§ **WHAT NEEDS TO BE DONE**: Reproduce each of the entries below word for word, keeping every character and line in place.

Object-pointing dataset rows
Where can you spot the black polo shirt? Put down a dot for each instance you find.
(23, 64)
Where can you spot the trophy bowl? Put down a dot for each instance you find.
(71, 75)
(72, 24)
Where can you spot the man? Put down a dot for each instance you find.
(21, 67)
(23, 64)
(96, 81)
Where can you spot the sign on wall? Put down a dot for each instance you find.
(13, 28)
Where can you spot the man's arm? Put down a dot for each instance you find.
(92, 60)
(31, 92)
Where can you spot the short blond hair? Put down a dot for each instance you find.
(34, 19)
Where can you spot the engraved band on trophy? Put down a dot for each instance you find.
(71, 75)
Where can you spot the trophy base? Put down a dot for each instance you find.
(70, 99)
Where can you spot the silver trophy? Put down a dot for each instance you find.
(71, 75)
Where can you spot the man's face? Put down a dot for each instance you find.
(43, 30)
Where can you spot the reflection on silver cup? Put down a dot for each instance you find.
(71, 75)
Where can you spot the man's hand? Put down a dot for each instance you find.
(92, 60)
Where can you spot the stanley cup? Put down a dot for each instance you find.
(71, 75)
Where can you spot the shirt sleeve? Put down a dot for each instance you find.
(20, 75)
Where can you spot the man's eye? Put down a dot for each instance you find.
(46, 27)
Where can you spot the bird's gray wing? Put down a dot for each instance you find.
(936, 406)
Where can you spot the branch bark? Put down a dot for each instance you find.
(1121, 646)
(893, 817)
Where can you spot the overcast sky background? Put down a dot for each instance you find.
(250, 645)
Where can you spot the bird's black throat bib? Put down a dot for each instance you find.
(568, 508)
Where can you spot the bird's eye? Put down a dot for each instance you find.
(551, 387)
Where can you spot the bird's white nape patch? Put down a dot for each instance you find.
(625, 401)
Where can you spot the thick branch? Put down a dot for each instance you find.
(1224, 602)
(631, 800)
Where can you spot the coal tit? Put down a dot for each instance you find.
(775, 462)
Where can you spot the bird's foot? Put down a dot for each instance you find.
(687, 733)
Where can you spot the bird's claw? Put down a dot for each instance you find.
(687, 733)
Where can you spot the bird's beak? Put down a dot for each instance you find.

§ **EXERCISE ANSWER**:
Where can you spot the black polo shirt? Put down a dot for each instance you find.
(23, 64)
Where can you spot the trophy bowl? Put down a dot for each instance you find.
(71, 75)
(72, 24)
Where can you spot the man? Put down a dot for each instance you find.
(21, 67)
(23, 64)
(96, 81)
Where can you spot the sign on wall? Put down a dot for each instance you find.
(13, 28)
Where can you spot the man's arm? Put down a dot for each instance you find.
(92, 60)
(31, 92)
Where can you spot the short blond hair? Put down a dot for each instance you find.
(34, 19)
Where can you spot the engraved band on trophy? Put down a dot for each instance you find.
(71, 75)
Where can you spot the trophy base? Put down a dot for each instance you find.
(70, 99)
Where can you spot the silver trophy? Put down a dot for each instance you find.
(71, 75)
Where can you spot the man's face? Put down a dot for each instance you find.
(43, 30)
Where can you spot the reflection on silver cup? Put down a dot for each instance you find.
(71, 75)
Where can you spot the man's hand? Put down a dot for each instance you find.
(92, 60)
Where can you spot the stanley cup? Put down a dot for each instance you find.
(71, 75)
Where can you spot the shirt sleeve? Put down a dot for each instance you find.
(20, 75)
Where can you spot the man's eye? Put down a dot for each instance you find.
(46, 27)
Where can you spot the bird's gray wing? Put down a dot for each instance you find.
(936, 406)
Where can you spot the branch bark? Put down a dot for each instance you find.
(1121, 646)
(893, 817)
Where can you spot the overcast sky background? Put down a dot for each instance you find.
(250, 645)
Where can you spot the bird's black throat bib? Put down a dot for each instance you find.
(568, 508)
Where can you spot the bird's eye? Put down a dot for each instance you find.
(551, 387)
Where can you spot the bird's white nape patch? Put down a dot for each instance you find.
(625, 401)
Where can you spot the thick branch? Put down a dot for each instance you find.
(1224, 602)
(631, 800)
Where can you spot the coal tit? Put down a dot for each instance you find.
(775, 462)
Where can you spot the bird's foot? Put down a dot for each instance you find.
(687, 733)
Where can you spot the bird's claw? Put down a dot for each instance you find.
(687, 733)
Where can you spot the bird's beak? Put down a dot for each instance you find.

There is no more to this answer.